- SET PROBLEM
Every record should be written out exactly, with the pictures left out.

- SOURCE RECORDS
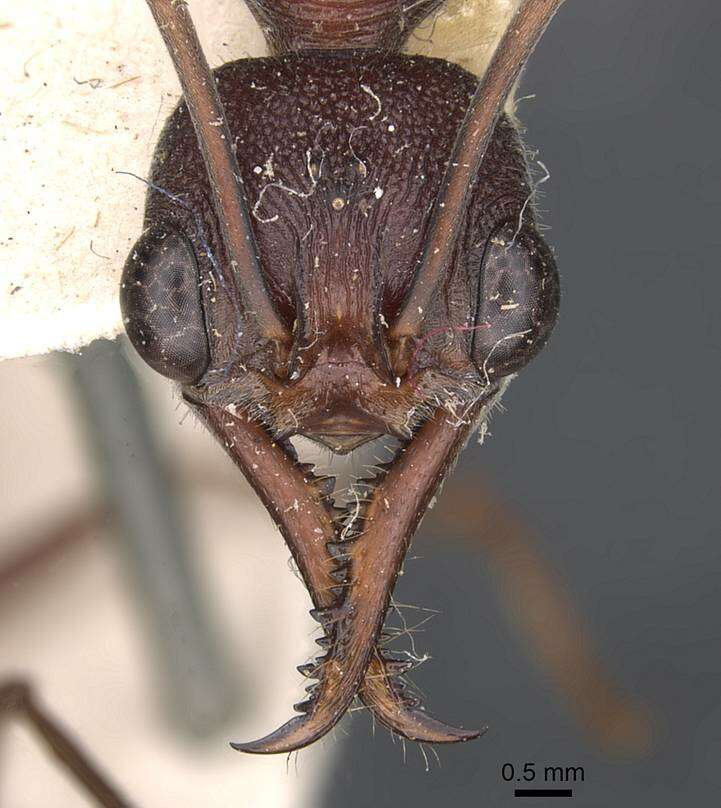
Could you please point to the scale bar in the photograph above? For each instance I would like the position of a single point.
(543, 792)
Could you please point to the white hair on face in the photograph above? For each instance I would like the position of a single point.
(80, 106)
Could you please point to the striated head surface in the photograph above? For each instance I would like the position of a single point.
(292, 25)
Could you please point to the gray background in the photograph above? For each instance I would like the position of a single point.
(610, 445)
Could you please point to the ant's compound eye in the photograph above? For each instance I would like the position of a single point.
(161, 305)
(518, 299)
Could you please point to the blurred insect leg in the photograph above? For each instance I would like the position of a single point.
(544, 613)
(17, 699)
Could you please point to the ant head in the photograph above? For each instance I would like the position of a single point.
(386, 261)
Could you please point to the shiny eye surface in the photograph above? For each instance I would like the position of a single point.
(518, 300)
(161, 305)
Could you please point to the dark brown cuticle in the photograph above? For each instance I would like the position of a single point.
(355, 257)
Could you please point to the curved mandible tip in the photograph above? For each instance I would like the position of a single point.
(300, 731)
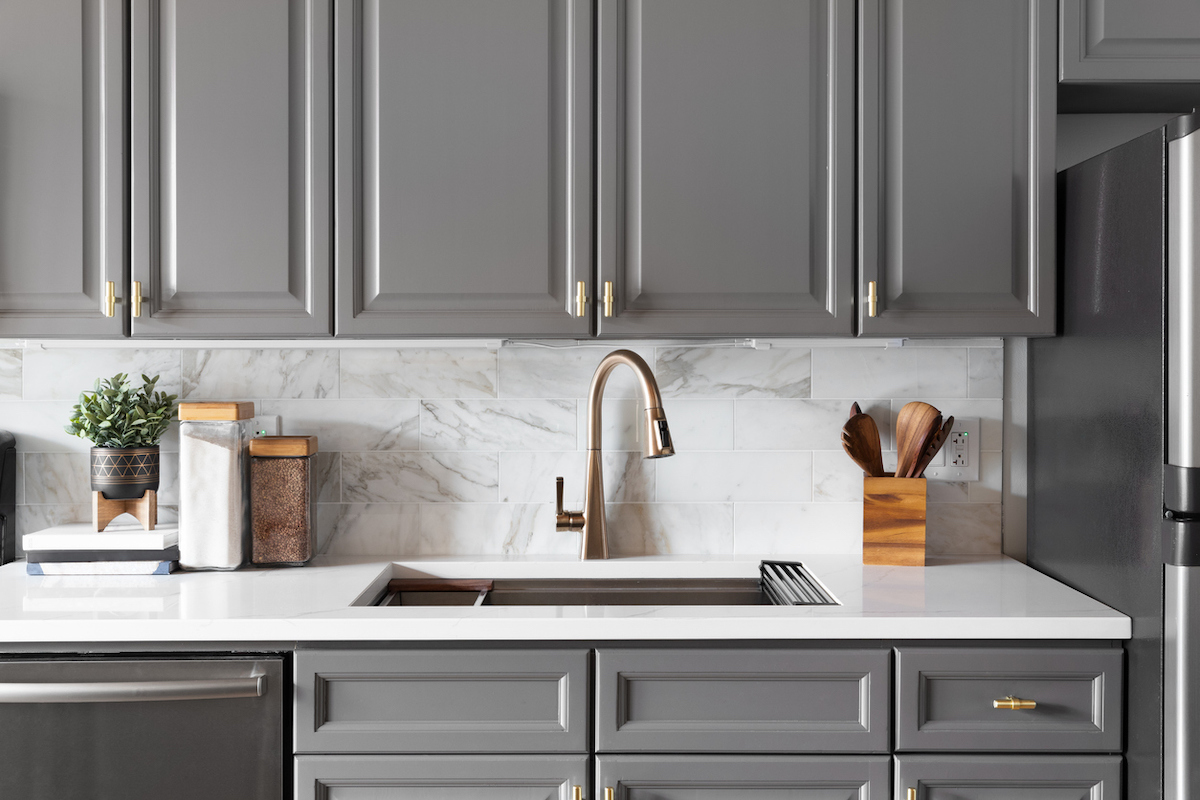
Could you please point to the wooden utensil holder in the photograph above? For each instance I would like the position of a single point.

- RESULT FOR THIS EXERCISE
Could you please point to the scale bar in the photograph above? For each instance I would like the position of a single point.
(543, 792)
Could you please point to the white hair on face in the photograph above? For each instance I would like the position of a single point.
(80, 106)
Could you please point to the striated head surface in the photograph above? For each instance I would like the position of a single point.
(292, 25)
Could you please point to the gray background in the photograph above? For each instance I would like the position of a single point.
(610, 445)
Could you please point to the ant's compound eye in the photograph above? For each instance I would like the position of a single point.
(161, 305)
(518, 299)
Could you please point to the blurred insect leg in the photograph above? For each instance I would like the position of a single point.
(544, 613)
(17, 699)
Could you please point to the ant head in the photograph above? For each instance I would like the position of a single point.
(386, 261)
Could you please point to the shiny eye surface in the photograph above? For each instance I would like the position of a single point.
(518, 300)
(161, 305)
Could you please point to the dark brown cuticle in the photograph above? For each instance I would like the position of a single point.
(355, 257)
Could you please point to the curved mandible tip in the photograph above? For each instance I would like the position of a single point.
(300, 731)
Could you please point to the wooden utensil holder in the photograph above? For each instance I would like the position of a single point.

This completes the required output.